* **Problem requirements**
Echo each line of the material below verbatim.

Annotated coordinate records
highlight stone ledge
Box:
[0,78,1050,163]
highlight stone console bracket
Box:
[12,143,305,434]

* **Answer**
highlight stone ledge
Box:
[0,78,1050,163]
highlight stone console bracket
Box:
[12,143,305,434]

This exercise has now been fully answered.